SCHWEIZER: What I've established is a pattern of behavior and this is one of the biggest misnomers by the way that you're going to hear from the Clinton campaign and their supporters is that there's no quid pro quo.

That's not the legal standard. I would ask anybody to look at recent cases, Governor McDonald in Virginia, whether it's Senator Menendez of New Jersey, there's a former governor in Alabama who's in jail precisely on a pattern of behavior and none of those cases was there an e-mail or recorded phone conversation that established the quid proquo.

It was a pattern of money flowing, favorable action taken. In the case of the Clintons it is far more established than it was in any of those cases.

SMERCONISH: OK. Peter Schweizer, hang on because I want to hear what Hillary Clinton's position will be on these allegations and for that, joining me now is David Brock, he is the founder of the Clinton superpac, Correct the Record. "Time" magazine has described him as one of the most influential operatives in the democratic party. David, respond to what you just heard from Peter.

DAVID BROCK, FOUNDER OF CLINTON SUPERPAC: Look, I think these charges were aired more than a year ago. A lot - you know, every major media outlet in the country that I could see look into the allegations raised in the book to the questions that were raised and they all concluded -- I think what you established in the interview that there's no there, there.

════

#### [PROMPT A]
In the interview transcript, shorten the paragraph beginning "OK. Peter Schweizer, hang on" to two sentences that keep its main facts.
#### [PROMPT B]
Carry the interview transcript about the Clinton allegations forward from its last line.

#### [RAW DATA]
════

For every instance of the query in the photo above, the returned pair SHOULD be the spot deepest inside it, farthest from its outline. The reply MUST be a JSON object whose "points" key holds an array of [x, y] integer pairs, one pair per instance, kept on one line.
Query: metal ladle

════

#### [FINAL ANSWER A]
Smerconish asks Peter Schweizer to hold on so that Hillary Clinton's position on the allegations can be heard. He brings in David Brock, founder of the Clinton superpac Correct the Record, whom "Time" magazine has described as one of the most influential operatives in the democratic party, and asks him to respond to what Schweizer said.

#### [FINAL ANSWER B]
That there's no evidence that the money influenced decisions. And in fact, in the specifics that are raised on the uranium case and the interagency process, the appointee in that inter-agency process from State is that they never spoke to Hillary Clinton about it. So on the facts, it's just wrong, but I think the bigger question is, you know, you led with Donald Trump. Is this Donald Trump's play book and if it is, he's going to come up short just as the author of this book came up short a year ago. Donald Trump is certainly the wrong messenger for an anti corruption story. The Clinton Foundation tried to help people in need. Look at that compared to Trump University and the scam that was pulled.

SMERCONISH: Let me say this. I want to be devil's advocate with you in the same way that I was with Peter. I know he gets portrayed as a scrooge for the Coke brothers, but what I remember about the roll out of the book which I took the time to read is that both the "Washington Post," the "New York Times" and ABC all built on his reporting.

BROCK: They did. Sure. And in fact, they built on it, but what did they come up with? They didn't come up with anything more than what he came up with. The book was taken seriously by main stream media. Murdock's "Wall Street Journal" took leads from the book and looked in it for months and found quote, "no wrong doing." So the book has been aired. That's my point, It's had its days in the sun and it did nothing.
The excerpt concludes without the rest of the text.